▸ **THE RECORDS**
>>>

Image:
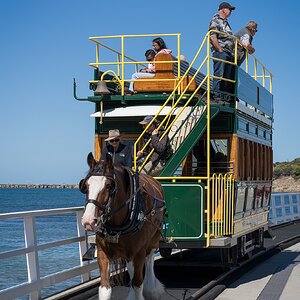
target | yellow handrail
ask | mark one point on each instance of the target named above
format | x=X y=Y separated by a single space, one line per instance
x=219 y=188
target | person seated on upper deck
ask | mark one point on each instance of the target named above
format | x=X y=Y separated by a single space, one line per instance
x=120 y=152
x=162 y=148
x=159 y=46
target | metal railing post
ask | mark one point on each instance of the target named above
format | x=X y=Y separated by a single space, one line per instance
x=32 y=258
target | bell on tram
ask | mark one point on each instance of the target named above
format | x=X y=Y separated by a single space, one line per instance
x=102 y=88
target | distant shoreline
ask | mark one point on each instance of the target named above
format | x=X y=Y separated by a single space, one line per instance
x=38 y=186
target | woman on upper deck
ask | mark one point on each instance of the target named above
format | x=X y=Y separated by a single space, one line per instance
x=159 y=46
x=120 y=152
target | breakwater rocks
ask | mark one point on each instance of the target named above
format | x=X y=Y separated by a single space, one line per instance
x=39 y=186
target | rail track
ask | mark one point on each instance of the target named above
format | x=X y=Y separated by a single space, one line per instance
x=196 y=274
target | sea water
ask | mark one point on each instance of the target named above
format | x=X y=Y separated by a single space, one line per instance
x=49 y=228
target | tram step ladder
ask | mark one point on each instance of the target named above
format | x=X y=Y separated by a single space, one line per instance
x=182 y=127
x=186 y=144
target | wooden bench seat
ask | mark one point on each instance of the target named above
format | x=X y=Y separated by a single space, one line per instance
x=163 y=71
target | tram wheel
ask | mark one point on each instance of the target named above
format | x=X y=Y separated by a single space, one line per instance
x=165 y=252
x=229 y=256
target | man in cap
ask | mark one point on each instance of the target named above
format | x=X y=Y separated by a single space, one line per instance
x=245 y=37
x=222 y=47
x=162 y=149
x=120 y=152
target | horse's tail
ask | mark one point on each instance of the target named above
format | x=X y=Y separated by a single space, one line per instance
x=119 y=277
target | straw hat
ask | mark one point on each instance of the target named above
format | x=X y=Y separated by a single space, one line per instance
x=113 y=134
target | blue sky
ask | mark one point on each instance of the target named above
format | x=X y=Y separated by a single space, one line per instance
x=45 y=134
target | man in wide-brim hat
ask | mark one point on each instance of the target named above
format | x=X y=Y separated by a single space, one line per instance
x=120 y=152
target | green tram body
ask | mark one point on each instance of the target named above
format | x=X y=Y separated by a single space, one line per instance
x=221 y=204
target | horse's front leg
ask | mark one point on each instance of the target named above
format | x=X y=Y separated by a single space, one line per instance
x=104 y=288
x=136 y=289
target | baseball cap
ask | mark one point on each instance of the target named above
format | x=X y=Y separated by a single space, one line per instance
x=146 y=120
x=226 y=5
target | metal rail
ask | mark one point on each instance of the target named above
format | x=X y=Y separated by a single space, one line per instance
x=36 y=282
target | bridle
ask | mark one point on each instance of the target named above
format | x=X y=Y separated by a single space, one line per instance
x=105 y=208
x=136 y=206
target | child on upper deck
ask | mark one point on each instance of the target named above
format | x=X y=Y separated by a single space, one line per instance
x=159 y=46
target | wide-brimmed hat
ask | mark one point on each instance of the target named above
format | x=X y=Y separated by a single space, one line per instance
x=147 y=120
x=226 y=5
x=113 y=134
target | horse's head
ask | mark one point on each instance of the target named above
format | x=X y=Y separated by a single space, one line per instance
x=98 y=185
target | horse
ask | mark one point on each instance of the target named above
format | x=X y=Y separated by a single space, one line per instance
x=125 y=210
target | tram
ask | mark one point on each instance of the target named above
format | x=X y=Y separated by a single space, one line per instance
x=217 y=183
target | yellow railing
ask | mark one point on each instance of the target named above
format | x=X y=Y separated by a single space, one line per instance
x=222 y=205
x=220 y=188
x=120 y=62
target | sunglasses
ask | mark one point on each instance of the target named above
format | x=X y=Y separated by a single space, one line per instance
x=114 y=141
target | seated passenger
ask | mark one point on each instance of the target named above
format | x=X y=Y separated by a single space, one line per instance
x=158 y=46
x=162 y=149
x=120 y=152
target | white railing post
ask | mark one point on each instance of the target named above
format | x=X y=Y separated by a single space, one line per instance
x=82 y=245
x=32 y=258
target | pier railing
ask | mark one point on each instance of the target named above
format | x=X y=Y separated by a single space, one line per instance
x=33 y=287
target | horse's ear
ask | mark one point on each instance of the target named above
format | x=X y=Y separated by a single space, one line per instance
x=91 y=160
x=108 y=163
x=82 y=186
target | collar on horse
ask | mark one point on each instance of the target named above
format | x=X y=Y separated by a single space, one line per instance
x=135 y=217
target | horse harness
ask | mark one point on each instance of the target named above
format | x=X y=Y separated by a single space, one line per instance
x=136 y=216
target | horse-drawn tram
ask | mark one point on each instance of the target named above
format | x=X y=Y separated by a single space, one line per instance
x=218 y=174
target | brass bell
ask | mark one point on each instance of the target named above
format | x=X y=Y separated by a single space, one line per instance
x=102 y=88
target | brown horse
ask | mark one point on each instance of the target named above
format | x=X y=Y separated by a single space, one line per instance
x=126 y=212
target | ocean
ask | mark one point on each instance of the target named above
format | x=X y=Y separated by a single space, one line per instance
x=13 y=270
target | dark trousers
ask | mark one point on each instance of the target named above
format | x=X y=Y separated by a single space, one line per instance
x=223 y=70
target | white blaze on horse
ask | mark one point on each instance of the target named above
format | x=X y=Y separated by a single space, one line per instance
x=125 y=211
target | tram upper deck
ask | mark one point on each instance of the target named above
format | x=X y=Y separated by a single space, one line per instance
x=177 y=90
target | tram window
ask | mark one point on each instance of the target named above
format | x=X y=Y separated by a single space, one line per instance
x=252 y=130
x=277 y=200
x=270 y=214
x=279 y=212
x=295 y=209
x=286 y=200
x=287 y=211
x=261 y=133
x=239 y=206
x=266 y=200
x=250 y=198
x=259 y=196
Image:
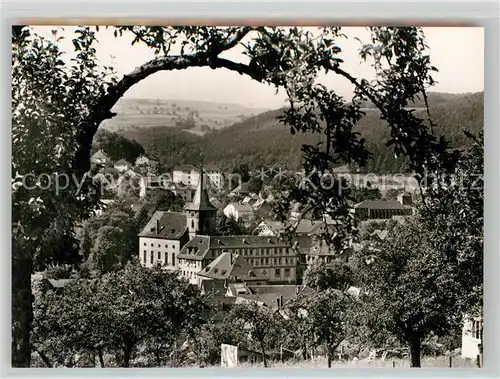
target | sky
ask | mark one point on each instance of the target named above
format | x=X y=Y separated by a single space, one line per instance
x=457 y=52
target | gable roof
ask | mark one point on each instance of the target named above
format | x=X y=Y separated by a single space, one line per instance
x=211 y=167
x=269 y=294
x=99 y=155
x=199 y=246
x=232 y=266
x=240 y=207
x=172 y=225
x=273 y=226
x=200 y=201
x=215 y=287
x=122 y=162
x=380 y=204
x=185 y=167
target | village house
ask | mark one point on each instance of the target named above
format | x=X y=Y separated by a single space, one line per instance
x=141 y=160
x=190 y=175
x=191 y=235
x=162 y=239
x=238 y=211
x=270 y=257
x=122 y=165
x=472 y=335
x=384 y=209
x=99 y=157
x=230 y=268
x=305 y=232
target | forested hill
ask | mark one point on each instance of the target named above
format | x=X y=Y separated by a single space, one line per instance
x=261 y=140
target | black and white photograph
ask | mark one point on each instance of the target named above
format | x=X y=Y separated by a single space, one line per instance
x=255 y=197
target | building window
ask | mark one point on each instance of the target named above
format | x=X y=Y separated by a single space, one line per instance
x=476 y=330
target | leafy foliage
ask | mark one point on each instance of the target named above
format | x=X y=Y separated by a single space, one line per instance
x=116 y=313
x=116 y=146
x=410 y=289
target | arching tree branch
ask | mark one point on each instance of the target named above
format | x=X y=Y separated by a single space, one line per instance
x=102 y=110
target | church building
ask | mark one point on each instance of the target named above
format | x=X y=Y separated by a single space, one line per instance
x=187 y=242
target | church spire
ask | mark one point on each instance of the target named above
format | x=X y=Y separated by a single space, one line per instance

<<<

▸ **YOUR GOAL**
Please write out every entry exactly, but skip the pictures.

▸ **EXERCISE OUTPUT**
Image:
target | yellow handrail
ask | mark one point on each instance of the target named above
format | x=X y=Y separated by a single space, one line per instance
x=219 y=188
target | person seated on upper deck
ask | mark one point on each instance of the target named above
format | x=X y=Y separated by a single space, one line per instance
x=120 y=152
x=162 y=148
x=159 y=46
target | metal railing post
ask | mark one point on each instance of the target named above
format | x=X y=Y separated by a single space, one line per instance
x=32 y=258
target | bell on tram
ask | mark one point on each instance of the target named above
format | x=X y=Y separated by a single space, one line per instance
x=102 y=88
target | distant shoreline
ask | mark one point on each instance of the target named above
format | x=X y=Y separated by a single space, one line per instance
x=38 y=186
target | woman on upper deck
ask | mark one point on each instance of the target named above
format | x=X y=Y separated by a single space, one line per instance
x=159 y=46
x=120 y=152
target | breakwater rocks
ask | mark one point on each instance of the target named above
format | x=X y=Y separated by a single space, one line per instance
x=39 y=186
target | rail track
ask | mark one point on each instance of the target named above
format | x=X y=Y separated by a single space, one line per instance
x=196 y=274
target | sea water
ask | mark one point on each instance of the target named above
format | x=X y=Y separated by a single space, one line per instance
x=49 y=228
target | tram step ladder
ask | mark one point on each instance of the target named above
format | x=X y=Y separated by a single space, one line per instance
x=182 y=127
x=186 y=144
target | wooden bench seat
ask | mark one point on each instance of the target named above
format | x=X y=Y separated by a single space, one line per instance
x=163 y=71
target | tram wheel
ask | mark one point on each instance of the target named above
format | x=X y=Y separated by a single space, one line per instance
x=165 y=252
x=229 y=256
target | man in cap
ask | mark one point on each instance of the target named above
format | x=X y=Y separated by a single space, one line per instance
x=245 y=37
x=222 y=47
x=162 y=149
x=120 y=152
target | horse's tail
ask | mark one point on each instance of the target named above
format | x=X y=Y separated by a single space, one line per instance
x=119 y=277
target | straw hat
ask | mark one point on each instance of the target named above
format | x=X y=Y separated by a single space, one line per instance
x=113 y=134
target | blue sky
ask | mark one point on each instance of the target named above
format | x=X y=Y separated by a single space, one line per instance
x=45 y=134
target | man in wide-brim hat
ask | mark one point on each instance of the target named above
format | x=X y=Y separated by a single space, one line per instance
x=120 y=152
target | green tram body
ask | mark one point on each instance of the target named above
format | x=X y=Y separated by a single space, one line per instance
x=221 y=204
target | horse's front leg
ask | mark one point on each instance of the target named above
format | x=X y=Y separated by a single space, one line per instance
x=104 y=288
x=136 y=289
target | baseball cap
ask | mark one point on each instance of the target named above
format | x=X y=Y separated by a single space, one line per instance
x=146 y=120
x=226 y=5
target | metal rail
ask | mark one point on each instance of the target named above
format | x=X y=Y separated by a single space, one line per instance
x=36 y=282
target | bridle
ask | mark one point on each instance of the target named above
format | x=X y=Y separated by a single space, one line per instance
x=105 y=208
x=136 y=206
target | child on upper deck
ask | mark one point on each instance of the target named above
format | x=X y=Y separated by a single space, one line per instance
x=159 y=46
target | wide-brimmed hat
ask | mark one point on each instance of the target named above
format | x=X y=Y separated by a single space, one line per instance
x=147 y=120
x=226 y=5
x=113 y=134
target | horse's head
ask | mark one point on each instance of the target named above
format | x=X y=Y separated by a single space, one line per instance
x=98 y=185
target | horse
ask | mark one point on each instance of the target named above
format | x=X y=Y separated by a single space, one line per instance
x=125 y=210
target | tram
ask | mark one point on each instance of the target named above
format | x=X y=Y separated by a single space, one line per instance
x=217 y=183
target | yellow railing
ask | mark one point on each instance of the target named above
format | x=X y=Y separated by a single space, one line per instance
x=222 y=205
x=220 y=188
x=120 y=62
target | sunglasses
ask | mark one point on each instance of the target named above
format | x=X y=Y separated by a single space, one line per instance
x=114 y=141
target | seated passenger
ask | mark one point on each instance of the target named above
format | x=X y=Y separated by a single space, one line per instance
x=158 y=46
x=162 y=149
x=120 y=152
target | white railing post
ask | mark one point on each instance of the target named above
format | x=X y=Y separated by a single space, one line per instance
x=82 y=245
x=32 y=258
target | pier railing
ask | mark one point on each instance of the target named above
format | x=X y=Y separated by a single space, one line per instance
x=33 y=287
target | horse's ear
ask | mark one point on each instance of the target named above
format | x=X y=Y separated by a single space, one line per instance
x=91 y=160
x=108 y=163
x=82 y=186
target | collar on horse
ask | mark one point on each instance of the target named above
format | x=X y=Y separated by a single space, one line per instance
x=135 y=217
target | horse harness
ask | mark one point on each instance of the target named above
format | x=X y=Y separated by a single space, one line per instance
x=136 y=216
target | horse-drawn tram
ask | mark one point on each instance of the target named above
format | x=X y=Y separated by a single space, one line per instance
x=218 y=174
target | brass bell
ask | mark one point on each instance of the target named above
format | x=X y=Y separated by a single space, one line per instance
x=102 y=88
target | brown horse
ask | mark one point on each instance of the target named above
format | x=X y=Y separated by a single space, one line per instance
x=126 y=212
target | ocean
ask | mark one point on each instance of the target named above
format | x=X y=Y separated by a single space, one line per instance
x=13 y=270
target | dark trousers
ask | mark one point on each instance of the target named above
format | x=X y=Y separated by a single space, one line per instance
x=223 y=70
target | white blaze on horse
ask | mark one point on each instance of the target named above
format | x=X y=Y separated by a single space, one line per instance
x=125 y=211
target | tram upper deck
ask | mark one point on each instance of the target named above
format | x=X y=Y separated by a single space, one line per instance
x=177 y=90
target | tram window
ask | mark one point on each instance of the target named above
format | x=X y=Y separated by a single space, one line per instance
x=252 y=130
x=277 y=200
x=270 y=214
x=279 y=212
x=295 y=209
x=286 y=200
x=287 y=211
x=261 y=133
x=239 y=206
x=266 y=200
x=250 y=198
x=259 y=196
Image:
target | sky
ask | mark one point on each instance of the target named above
format | x=X y=Y separated by a single space, one line per instance
x=457 y=52
target | gable roof
ask | mark one point on each instance of the target named above
format | x=X y=Y separated by a single space, one line per instance
x=211 y=167
x=269 y=294
x=99 y=155
x=199 y=246
x=232 y=266
x=240 y=207
x=172 y=225
x=273 y=226
x=200 y=201
x=215 y=287
x=122 y=162
x=380 y=204
x=185 y=167
target | village house
ask | mark one point on each instance of the target named above
format | x=X y=Y separated by a single space, one line per instance
x=141 y=160
x=190 y=175
x=191 y=235
x=162 y=239
x=238 y=211
x=270 y=257
x=122 y=165
x=472 y=335
x=384 y=209
x=99 y=157
x=230 y=268
x=305 y=232
target | forested hill
ask | mark one point on each instance of the target named above
format | x=X y=Y separated by a single space, one line per instance
x=261 y=140
target | black and white photograph
ask | mark one point on each instance of the target named above
format | x=X y=Y separated by a single space, one line per instance
x=255 y=197
target | building window
ask | mark one point on each instance of the target named above
format | x=X y=Y separated by a single space, one line per instance
x=476 y=330
target | leafy foliage
ask | mark one point on each instance of the target named above
format | x=X y=Y separated by a single space, one line per instance
x=116 y=313
x=116 y=146
x=410 y=289
target | arching tree branch
ask | mark one point on each instance of the target named above
format | x=X y=Y separated by a single space, one line per instance
x=102 y=110
target | church building
ask | mark one point on each instance of the target named above
format | x=X y=Y separated by a single space, one line per instance
x=187 y=242
target | church spire
ask | mark one point on each instance of the target named above
format | x=X y=Y separated by a single space, one line per instance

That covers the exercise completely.